> **The request**: Copy the data exactly as it appears, and do not include any pictures.

○ ○ ○ ○ ○ ○ ○

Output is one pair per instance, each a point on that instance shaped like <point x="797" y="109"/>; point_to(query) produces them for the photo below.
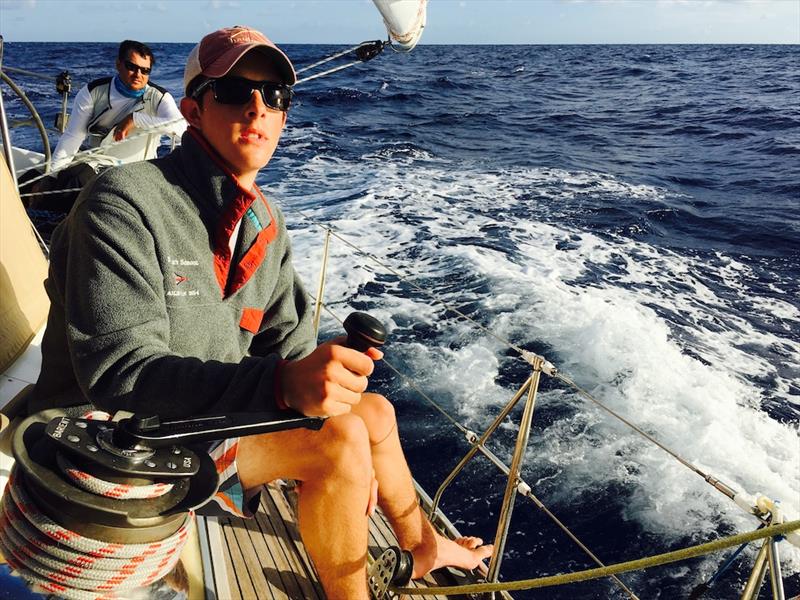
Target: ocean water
<point x="630" y="212"/>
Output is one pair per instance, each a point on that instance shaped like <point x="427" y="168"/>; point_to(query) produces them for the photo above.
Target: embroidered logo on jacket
<point x="180" y="279"/>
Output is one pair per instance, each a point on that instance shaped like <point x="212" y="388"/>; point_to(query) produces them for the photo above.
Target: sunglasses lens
<point x="277" y="97"/>
<point x="233" y="90"/>
<point x="133" y="68"/>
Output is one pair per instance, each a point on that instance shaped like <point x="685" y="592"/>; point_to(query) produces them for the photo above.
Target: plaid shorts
<point x="231" y="498"/>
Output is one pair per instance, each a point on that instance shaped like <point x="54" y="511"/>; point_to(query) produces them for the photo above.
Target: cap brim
<point x="278" y="59"/>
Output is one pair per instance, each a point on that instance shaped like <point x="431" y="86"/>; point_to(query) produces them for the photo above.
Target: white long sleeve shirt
<point x="83" y="108"/>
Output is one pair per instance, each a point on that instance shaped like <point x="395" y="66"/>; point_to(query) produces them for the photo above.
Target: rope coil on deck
<point x="73" y="566"/>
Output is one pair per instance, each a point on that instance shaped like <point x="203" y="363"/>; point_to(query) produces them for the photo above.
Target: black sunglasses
<point x="238" y="91"/>
<point x="133" y="68"/>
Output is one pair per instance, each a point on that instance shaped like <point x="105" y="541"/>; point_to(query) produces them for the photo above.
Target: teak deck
<point x="264" y="557"/>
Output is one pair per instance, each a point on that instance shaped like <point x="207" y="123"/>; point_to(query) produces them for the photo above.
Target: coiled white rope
<point x="55" y="560"/>
<point x="108" y="489"/>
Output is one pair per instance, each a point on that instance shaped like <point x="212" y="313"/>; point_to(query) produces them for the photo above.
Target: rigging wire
<point x="526" y="355"/>
<point x="589" y="574"/>
<point x="523" y="488"/>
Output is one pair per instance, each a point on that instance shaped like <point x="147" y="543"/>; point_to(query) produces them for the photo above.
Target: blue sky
<point x="449" y="21"/>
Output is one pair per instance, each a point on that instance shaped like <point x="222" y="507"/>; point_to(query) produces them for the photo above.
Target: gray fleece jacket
<point x="145" y="313"/>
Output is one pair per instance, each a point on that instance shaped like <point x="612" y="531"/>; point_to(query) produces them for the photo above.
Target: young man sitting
<point x="173" y="292"/>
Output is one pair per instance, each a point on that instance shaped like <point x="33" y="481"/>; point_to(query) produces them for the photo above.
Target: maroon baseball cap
<point x="217" y="52"/>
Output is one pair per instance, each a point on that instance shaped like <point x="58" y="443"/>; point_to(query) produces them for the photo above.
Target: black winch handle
<point x="364" y="331"/>
<point x="144" y="431"/>
<point x="149" y="431"/>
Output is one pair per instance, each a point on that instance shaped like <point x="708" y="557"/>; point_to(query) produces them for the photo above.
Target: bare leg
<point x="335" y="469"/>
<point x="398" y="499"/>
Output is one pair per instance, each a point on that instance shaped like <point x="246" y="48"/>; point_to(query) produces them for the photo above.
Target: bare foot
<point x="462" y="553"/>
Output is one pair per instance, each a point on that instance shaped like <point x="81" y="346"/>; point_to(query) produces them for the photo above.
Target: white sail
<point x="405" y="20"/>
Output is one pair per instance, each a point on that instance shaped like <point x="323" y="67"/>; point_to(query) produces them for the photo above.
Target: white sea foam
<point x="651" y="335"/>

○ ○ ○ ○ ○ ○ ○

> **Expected answer**:
Output is one pair per instance, each a point on that instance shaped like <point x="797" y="109"/>; point_to(query) produces them for the photo below.
Target: ocean water
<point x="630" y="212"/>
Output is one pair per instance, each a point on that instance shaped like <point x="427" y="168"/>; point_to(query) produces them for the photo above.
Target: embroidered logo on jacket
<point x="180" y="279"/>
Output is one pair per instance, each a point on that instance shaped like <point x="212" y="388"/>; point_to(query) produces them for the photo above.
Target: sunglasses lens
<point x="277" y="97"/>
<point x="233" y="90"/>
<point x="133" y="68"/>
Output is one pair per instance, each a point on that instance shaped like <point x="685" y="592"/>; point_to(query) produces them for the photo above.
Target: plaid shorts
<point x="231" y="498"/>
Output is one pair per instance, each a point on that instance shaped like <point x="54" y="511"/>; point_to(query) produces them for the photo above.
Target: cap brim
<point x="278" y="59"/>
Output is one pair per instance, each a point on that instance shaped like <point x="431" y="86"/>; point_to(query) produces them for the photo above.
Target: white long sleeve shirt
<point x="83" y="108"/>
Output is one pair per instance, each a point on that instance shaped like <point x="395" y="66"/>; point_to(query) produces them for the photo above.
Target: rope coil on deck
<point x="73" y="566"/>
Output is one pair per instance, each a point on that instance shaped like <point x="203" y="363"/>; point_to(query) produces them for the photo above.
Target: black sunglasses
<point x="238" y="91"/>
<point x="133" y="68"/>
Output is one pair per instance, each a point on that instance shaped like <point x="105" y="541"/>; point_to(query) produces them for the photo above.
Target: teak deck
<point x="264" y="557"/>
Output is one pair per instance, each a point on that instance shaped like <point x="207" y="123"/>; point_to(query) produces them for the photo above.
Target: coiled white rope
<point x="55" y="560"/>
<point x="108" y="489"/>
Output is one pair per instance, each a point on that instance shaped like <point x="212" y="313"/>; point_to(query) produces them for the photo above.
Target: rigging wire
<point x="526" y="355"/>
<point x="589" y="574"/>
<point x="523" y="488"/>
Output is one pair per instance, each a point on that instance shaped like <point x="147" y="543"/>; point_to(query) produces them for the photo above.
Target: blue sky
<point x="449" y="21"/>
Output is one pair per instance, each a point on that instance shaped like <point x="222" y="507"/>; point_to(query) produces them for the photo above.
Target: gray fleece jacket
<point x="145" y="313"/>
Output is one pair per instance, each a point on that instance shaped like <point x="612" y="531"/>; point_to(query) produces them for the photo above.
Target: young man sitting
<point x="173" y="292"/>
Output is one pair per instance, each a point on that instance shaped like <point x="33" y="481"/>; point_to(query) produces them for the photo above.
Target: maroon baseball cap
<point x="217" y="52"/>
Output is one pair per instance, each a point on that instance shaped like <point x="58" y="443"/>; point_to(query) produces them for the photo above.
Target: black winch handle
<point x="364" y="331"/>
<point x="144" y="431"/>
<point x="149" y="431"/>
Output is one pair per instance, each a point on that instance shaped like <point x="708" y="557"/>; point_to(query) produces them for the photo above.
Target: bare leg
<point x="335" y="469"/>
<point x="398" y="499"/>
Output is one pair per instance, each a point on that instance shaped like <point x="246" y="48"/>; point_to(query) produces them for the photo above.
Target: bare foot
<point x="462" y="553"/>
Output is one pair per instance, each a point on that instance shaped like <point x="81" y="346"/>; point_to(query) produces them for the photo above.
Target: white sail
<point x="405" y="20"/>
Output is one pair per instance, each a point on that instance shaped like <point x="323" y="67"/>; point_to(query) produces them for the photo above.
Target: white sea foam
<point x="651" y="335"/>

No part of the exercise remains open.